__What to work on__.
A) Decide whether each statement below agrees with the advice on frenemies and underminers. For each, answer yes or no and quote the words of that advice that settle it. (i) The advice says to say "BUH-BYE!" out loud to the frenemy. (ii) The advice names an instructor as one possible professional underminer. (iii) For a private talk with the frenemy, the advice recommends using "I" language.
B) Pick up the advice on frenemies and underminers after its final sentence and continue it.

__Document section__.
┏━━

Try speaking with the frenemy privately:  Again, be as compassionate as possible, but don’t be a damn doormat.  Be open, honest and don’t blame, cause that will put your frenemy on the defensive. Use   “I” language, such as “I felt hurt” or “I have been wondering why…” At best, this will open up a dialogue, and it can also be healing.  But you might have to…

Disengage:  If any of the tactics above didn’t work, you may ultimately have to cut this person out of your life, or at least be around them as little as you possibly can.  You don’t need someone that negative around you… especially if they’re making you feel like crap about something you love- dancing! 

 Say BUH-BYE! 

  But make sure to say it silently, inside your own head…and don’t ever even consider diminishing your own success- or even ceasing to lightly brag about your accomplishments!  You worked damn hard for what you’ve got- celebrate what you’ve achieved. If your frenemy put as much effort into her dance practice as she did with trying to make you feel insignificant, she’d be probably celebrating, too.

 Underminers have many faces, and they’ll use similar tactics as frenemies, but the difference is, often the people who are undermining you are also in a position to help you, so you need to be very savvy about the way you treat them!

  A professional underminer can be an instructor, a show or event producer, or even a dancer you don’t know very well, who is a bit   “above” you career-wise.  These underminers are often well-respected dance community members, but again, for some reason (like your frenemy peers) they feel threatened by you.  The reasons are many- and often crazy.  Could be that they’re feeling their age and are jealous of your youth -and the entire lifetime of opportunities you have in front of you.  Perhaps they’re offended by something non-dance oriented, something that’s ridiculous and commonplace…  like the blue streaks in your hair or your tattoos.  More likely, your talent, technique and skills- intimidate them and they see you as an “upstart”.  In order to put you in your place, an underminer will make damaging remarks to you or to people your know, verbally or in print on the internet, that could potentially tarnish your reputation- or interfere with your entire career!

┗━━

__Listed entries__.
┏━━

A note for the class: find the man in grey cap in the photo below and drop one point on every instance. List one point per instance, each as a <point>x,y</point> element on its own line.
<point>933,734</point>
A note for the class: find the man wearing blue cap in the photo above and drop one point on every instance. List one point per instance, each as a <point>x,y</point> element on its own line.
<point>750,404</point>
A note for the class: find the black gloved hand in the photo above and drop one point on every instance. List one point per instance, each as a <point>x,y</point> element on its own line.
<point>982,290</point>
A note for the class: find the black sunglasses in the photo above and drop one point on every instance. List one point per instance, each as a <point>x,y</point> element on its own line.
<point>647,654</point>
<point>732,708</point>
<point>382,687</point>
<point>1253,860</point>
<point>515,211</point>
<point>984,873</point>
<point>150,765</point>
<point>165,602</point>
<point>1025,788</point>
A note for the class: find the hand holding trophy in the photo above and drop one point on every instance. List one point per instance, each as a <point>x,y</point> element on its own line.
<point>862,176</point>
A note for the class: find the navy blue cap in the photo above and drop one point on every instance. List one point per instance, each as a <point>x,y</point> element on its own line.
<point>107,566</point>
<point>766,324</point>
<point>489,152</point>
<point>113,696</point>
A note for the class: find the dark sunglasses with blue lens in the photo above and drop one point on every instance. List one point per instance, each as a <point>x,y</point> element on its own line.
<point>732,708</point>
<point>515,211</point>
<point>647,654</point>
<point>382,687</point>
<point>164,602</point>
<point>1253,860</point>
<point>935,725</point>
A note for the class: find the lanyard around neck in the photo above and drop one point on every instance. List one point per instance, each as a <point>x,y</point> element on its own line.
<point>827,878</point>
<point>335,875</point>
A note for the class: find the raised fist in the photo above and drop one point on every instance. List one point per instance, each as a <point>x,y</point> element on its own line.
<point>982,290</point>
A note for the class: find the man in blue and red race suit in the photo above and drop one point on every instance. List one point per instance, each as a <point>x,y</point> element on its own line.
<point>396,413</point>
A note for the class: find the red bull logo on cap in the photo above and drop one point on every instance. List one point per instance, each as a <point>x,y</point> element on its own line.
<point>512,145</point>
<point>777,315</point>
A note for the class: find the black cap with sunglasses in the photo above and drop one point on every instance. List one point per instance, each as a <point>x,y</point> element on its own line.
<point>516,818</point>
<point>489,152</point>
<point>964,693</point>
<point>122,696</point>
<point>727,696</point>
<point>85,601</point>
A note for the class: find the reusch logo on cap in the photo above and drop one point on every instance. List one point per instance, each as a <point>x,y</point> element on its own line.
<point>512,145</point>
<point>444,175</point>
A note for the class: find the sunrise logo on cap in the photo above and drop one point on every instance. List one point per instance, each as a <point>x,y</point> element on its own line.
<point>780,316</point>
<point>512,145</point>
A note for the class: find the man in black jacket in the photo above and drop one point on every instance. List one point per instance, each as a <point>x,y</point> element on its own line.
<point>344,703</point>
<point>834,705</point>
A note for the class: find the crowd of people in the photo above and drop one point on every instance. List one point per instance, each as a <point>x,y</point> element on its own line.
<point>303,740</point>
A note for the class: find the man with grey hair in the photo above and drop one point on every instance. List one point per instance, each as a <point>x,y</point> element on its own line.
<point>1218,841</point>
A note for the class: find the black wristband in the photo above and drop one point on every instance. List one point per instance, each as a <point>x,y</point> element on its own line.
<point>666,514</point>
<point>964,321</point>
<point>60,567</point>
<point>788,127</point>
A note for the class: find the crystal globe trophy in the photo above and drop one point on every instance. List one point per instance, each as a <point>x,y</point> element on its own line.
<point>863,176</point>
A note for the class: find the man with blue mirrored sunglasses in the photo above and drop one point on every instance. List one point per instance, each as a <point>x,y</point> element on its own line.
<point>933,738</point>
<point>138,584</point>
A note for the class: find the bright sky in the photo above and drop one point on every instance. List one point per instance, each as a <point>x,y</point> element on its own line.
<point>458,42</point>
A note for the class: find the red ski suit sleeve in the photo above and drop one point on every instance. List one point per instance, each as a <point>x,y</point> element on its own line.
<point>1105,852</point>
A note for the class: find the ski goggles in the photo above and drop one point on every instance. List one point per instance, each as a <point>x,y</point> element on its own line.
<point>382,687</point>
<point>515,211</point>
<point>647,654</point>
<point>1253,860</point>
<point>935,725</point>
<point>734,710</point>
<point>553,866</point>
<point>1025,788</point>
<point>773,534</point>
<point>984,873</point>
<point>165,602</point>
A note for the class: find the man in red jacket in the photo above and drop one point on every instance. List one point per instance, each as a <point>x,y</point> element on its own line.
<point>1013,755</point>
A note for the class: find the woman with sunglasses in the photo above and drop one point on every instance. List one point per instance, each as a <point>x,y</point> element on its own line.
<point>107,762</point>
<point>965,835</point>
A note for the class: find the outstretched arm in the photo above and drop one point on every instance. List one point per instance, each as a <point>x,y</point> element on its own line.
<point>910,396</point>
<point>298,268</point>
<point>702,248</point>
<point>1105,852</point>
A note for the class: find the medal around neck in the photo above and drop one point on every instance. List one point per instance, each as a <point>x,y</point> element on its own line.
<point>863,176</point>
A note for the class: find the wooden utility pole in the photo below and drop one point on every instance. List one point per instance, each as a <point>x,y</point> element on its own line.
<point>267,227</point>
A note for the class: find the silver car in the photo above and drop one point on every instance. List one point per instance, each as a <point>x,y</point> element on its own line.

┗━━

__Expected results__.
A)
(i) No: "But make sure to say it silently, inside your own head"
(ii) Yes: "A professional underminer can be an instructor, a show or event producer, or even a dancer you don’t know very well"
(iii) Yes: "“I” language, such as “I felt hurt”"

B)
The underminer M.O is a bit different than the tactics a frenemy uses.  Sometimes they’ll make catty comments   to you, with no constructive value whatsoever. But even worse, under the guise of  “professionalism”, an underminer will be nice- and often extremely flattering- to your face, but will gossip to others about you behind your back OR show their dissatisfaction by denying you opportunities.

There are two   basic ways to deal with underminers.  They’ll both involve eating a little crow, but once you know   that you’re making a wise career decision, you’ll be able to swallow that crow up and ask for seconds! 

 The first tactic is to have a private conversation, exactly the same way I suggested   for frenemies.    Do this in person or write a heartfelt email- or even a handwritten note- and begin that note with a few sincere sentences bout how much you respect the underminer, and admire their accomplishments. Only then can you bring up the fact that you’re wondering what    you did to upset them.

 The second idea- and the one that’s usually way more effective- is to seek that person out, look them straight in the eye, and ask for their advice.  Even if you don’t want or need it, think up something- anything- to ask them about. Psychologically, this immediately puts the underminer in a position of authority, which is exactly what they need to feel good about them, especially where you are concerned.  It also implies that you respect them and hold their opinion in high esteem, which’ll give them oodles of warm fuzzies towards you. Everyone wants to feel needed and admired!  It’ll even make some underminers feel protective over you.   At the very worst, they’ll feel all puffed up and proud, and might back off a little. And at best, who knows?   Maybe   you’ll actually become friends, or get a for-reals mentor.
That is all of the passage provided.